Please output exactly the lines below, starting at the line that has "(format x=345, y=26)" and ending at the line that has "(format x=67, y=326)", both included; leave out all pictures and include nothing else.

╭─ Data for this task

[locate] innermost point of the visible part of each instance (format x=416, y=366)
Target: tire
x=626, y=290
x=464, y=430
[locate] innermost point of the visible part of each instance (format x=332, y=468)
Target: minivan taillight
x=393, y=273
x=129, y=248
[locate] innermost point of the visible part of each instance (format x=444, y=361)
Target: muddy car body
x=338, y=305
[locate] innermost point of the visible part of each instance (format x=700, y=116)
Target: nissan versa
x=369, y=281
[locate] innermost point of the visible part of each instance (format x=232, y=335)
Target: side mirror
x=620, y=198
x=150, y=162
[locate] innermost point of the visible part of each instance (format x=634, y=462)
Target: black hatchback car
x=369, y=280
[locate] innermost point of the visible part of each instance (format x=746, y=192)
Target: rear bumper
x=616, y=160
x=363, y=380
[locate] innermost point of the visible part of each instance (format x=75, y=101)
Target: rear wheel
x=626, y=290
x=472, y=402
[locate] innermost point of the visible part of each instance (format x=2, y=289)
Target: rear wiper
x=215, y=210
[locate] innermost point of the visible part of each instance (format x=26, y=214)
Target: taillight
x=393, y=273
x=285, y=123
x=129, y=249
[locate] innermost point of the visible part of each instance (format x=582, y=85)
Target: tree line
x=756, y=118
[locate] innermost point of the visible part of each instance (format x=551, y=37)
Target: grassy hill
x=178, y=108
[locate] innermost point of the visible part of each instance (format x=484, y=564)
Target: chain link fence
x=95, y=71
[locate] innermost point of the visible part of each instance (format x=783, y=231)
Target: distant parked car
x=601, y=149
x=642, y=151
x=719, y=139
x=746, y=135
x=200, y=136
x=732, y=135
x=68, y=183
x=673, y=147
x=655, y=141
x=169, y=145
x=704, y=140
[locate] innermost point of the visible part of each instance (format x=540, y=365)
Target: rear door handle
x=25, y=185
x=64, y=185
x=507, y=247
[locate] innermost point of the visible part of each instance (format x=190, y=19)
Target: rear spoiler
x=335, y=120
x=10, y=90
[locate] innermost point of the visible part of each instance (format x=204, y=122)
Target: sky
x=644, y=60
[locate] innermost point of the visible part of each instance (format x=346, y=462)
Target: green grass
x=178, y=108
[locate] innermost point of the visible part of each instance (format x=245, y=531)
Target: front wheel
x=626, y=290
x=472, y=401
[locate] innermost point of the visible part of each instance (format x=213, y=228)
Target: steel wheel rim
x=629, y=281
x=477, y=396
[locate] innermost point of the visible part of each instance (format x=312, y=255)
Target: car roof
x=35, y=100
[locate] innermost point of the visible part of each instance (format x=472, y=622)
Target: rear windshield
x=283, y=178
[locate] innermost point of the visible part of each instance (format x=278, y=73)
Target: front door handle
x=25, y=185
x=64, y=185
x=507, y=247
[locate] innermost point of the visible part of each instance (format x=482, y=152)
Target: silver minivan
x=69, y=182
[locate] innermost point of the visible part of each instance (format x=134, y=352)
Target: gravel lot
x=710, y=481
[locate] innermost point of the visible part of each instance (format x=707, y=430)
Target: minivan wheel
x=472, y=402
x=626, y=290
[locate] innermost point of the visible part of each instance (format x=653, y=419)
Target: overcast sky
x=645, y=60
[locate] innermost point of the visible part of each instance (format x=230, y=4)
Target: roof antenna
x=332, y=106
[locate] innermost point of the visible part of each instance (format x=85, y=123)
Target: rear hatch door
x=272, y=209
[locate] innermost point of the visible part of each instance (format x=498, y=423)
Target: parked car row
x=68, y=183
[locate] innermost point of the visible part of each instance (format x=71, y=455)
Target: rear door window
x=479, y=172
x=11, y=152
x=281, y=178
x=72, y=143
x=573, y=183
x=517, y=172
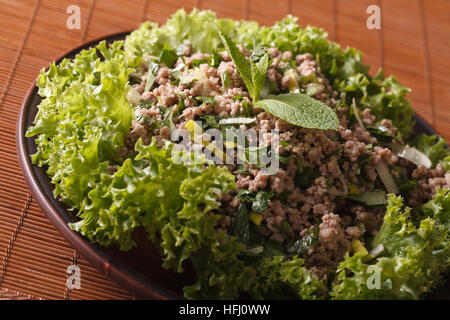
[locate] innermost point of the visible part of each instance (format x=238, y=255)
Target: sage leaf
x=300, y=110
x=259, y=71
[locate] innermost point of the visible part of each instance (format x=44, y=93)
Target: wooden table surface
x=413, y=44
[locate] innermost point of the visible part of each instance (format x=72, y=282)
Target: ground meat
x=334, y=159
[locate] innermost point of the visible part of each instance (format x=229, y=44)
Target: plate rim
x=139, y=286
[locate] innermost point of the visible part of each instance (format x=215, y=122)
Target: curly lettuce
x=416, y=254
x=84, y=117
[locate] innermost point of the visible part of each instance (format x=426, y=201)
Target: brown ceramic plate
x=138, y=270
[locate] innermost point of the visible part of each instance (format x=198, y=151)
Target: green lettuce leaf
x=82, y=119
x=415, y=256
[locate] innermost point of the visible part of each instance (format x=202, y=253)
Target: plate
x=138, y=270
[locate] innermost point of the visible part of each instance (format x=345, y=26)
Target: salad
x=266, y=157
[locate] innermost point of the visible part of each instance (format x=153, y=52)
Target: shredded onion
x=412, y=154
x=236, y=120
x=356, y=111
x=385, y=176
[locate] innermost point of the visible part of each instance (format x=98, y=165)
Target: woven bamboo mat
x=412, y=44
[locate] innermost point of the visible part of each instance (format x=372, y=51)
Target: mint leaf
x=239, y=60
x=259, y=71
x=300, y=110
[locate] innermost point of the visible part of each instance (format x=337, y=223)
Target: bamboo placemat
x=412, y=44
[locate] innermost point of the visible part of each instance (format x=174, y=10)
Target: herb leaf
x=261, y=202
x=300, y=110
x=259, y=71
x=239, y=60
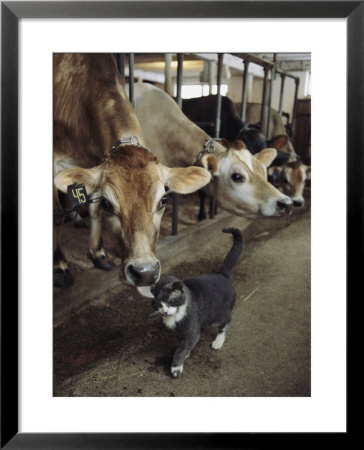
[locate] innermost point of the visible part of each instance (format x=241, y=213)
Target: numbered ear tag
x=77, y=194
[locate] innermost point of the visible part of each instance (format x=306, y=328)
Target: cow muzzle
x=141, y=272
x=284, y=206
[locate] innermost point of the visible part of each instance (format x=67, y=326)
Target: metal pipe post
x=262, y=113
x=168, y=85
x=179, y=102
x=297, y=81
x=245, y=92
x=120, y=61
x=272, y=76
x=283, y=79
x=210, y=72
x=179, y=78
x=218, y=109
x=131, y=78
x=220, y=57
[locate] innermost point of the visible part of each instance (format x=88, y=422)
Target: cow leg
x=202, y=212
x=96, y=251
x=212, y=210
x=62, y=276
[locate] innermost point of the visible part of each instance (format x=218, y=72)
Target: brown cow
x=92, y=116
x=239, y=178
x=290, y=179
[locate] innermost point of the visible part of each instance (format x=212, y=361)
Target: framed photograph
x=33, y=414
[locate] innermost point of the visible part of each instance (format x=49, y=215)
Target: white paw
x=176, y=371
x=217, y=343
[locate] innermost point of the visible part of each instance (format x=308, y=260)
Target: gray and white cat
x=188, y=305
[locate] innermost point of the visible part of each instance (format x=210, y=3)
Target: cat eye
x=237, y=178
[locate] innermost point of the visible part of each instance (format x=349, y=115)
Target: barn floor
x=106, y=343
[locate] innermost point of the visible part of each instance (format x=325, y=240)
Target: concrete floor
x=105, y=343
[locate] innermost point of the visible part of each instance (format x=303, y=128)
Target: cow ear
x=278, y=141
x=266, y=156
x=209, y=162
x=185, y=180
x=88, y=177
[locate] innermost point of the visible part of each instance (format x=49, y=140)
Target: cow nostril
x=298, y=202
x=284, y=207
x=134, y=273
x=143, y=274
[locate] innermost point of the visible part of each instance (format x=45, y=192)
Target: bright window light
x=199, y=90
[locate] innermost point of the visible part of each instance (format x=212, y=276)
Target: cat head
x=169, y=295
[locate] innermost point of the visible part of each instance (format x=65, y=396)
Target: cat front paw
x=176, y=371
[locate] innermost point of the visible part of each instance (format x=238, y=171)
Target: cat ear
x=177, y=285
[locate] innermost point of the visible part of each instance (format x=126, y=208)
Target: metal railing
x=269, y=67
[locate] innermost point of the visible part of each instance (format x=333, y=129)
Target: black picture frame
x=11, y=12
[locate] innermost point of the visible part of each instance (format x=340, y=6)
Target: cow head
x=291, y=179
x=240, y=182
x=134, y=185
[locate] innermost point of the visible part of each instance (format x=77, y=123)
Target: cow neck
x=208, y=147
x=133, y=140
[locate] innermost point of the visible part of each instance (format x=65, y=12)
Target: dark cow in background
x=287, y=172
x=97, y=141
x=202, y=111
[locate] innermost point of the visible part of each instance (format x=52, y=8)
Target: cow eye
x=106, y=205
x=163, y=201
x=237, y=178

╰─
╭─ Data for this task

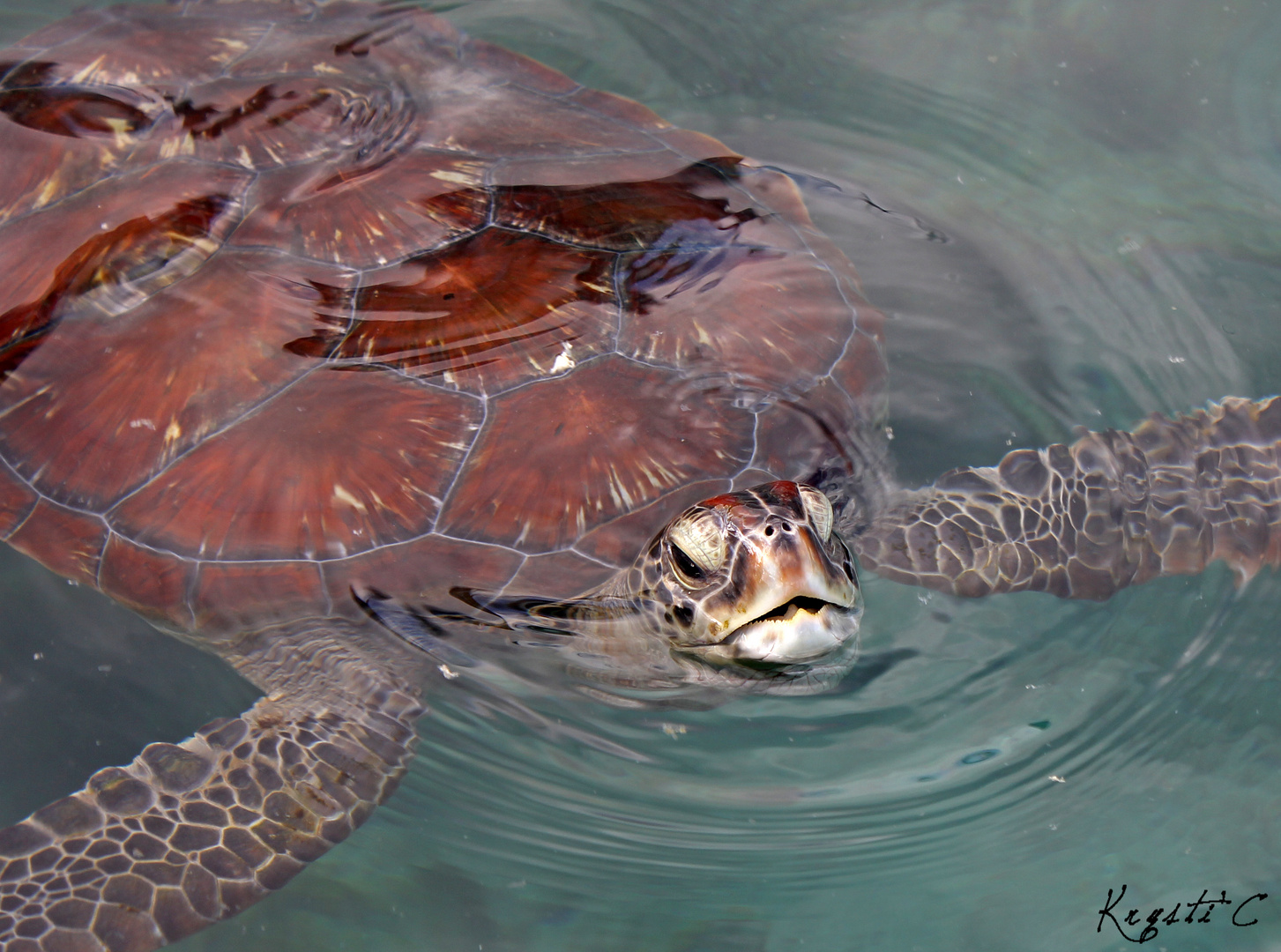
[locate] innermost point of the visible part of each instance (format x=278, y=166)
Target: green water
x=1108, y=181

╰─

Answer space:
[locate] innermost point of the visible part of each instance (format x=345, y=26)
Target: salad
x=266, y=157
[locate] innermost point of the visible part of each instance (format x=153, y=52)
Target: shredded onion
x=412, y=154
x=236, y=120
x=356, y=111
x=385, y=176
[locate] innermost point of the visible part of each instance (format x=98, y=165)
Target: woven bamboo mat
x=412, y=44
[locate] innermost point of the visible part of each instance (format x=372, y=51)
Target: mint leaf
x=239, y=60
x=259, y=71
x=300, y=110
[locate] innermost point of the visible part of each instance (format x=337, y=223)
Target: bamboo placemat
x=412, y=44
[locate] innermost point of the visible part of each instance (format x=174, y=10)
Target: herb leaf
x=261, y=202
x=300, y=110
x=259, y=71
x=239, y=60
[locate] innermost point of the visible part of each instance (format x=241, y=213)
Target: numbered ear tag
x=77, y=194
[locate] innermost point of the visible part of each instance (format x=306, y=328)
Target: cow muzzle
x=141, y=272
x=284, y=206
[locate] innermost point of the visible part of each instance (format x=67, y=326)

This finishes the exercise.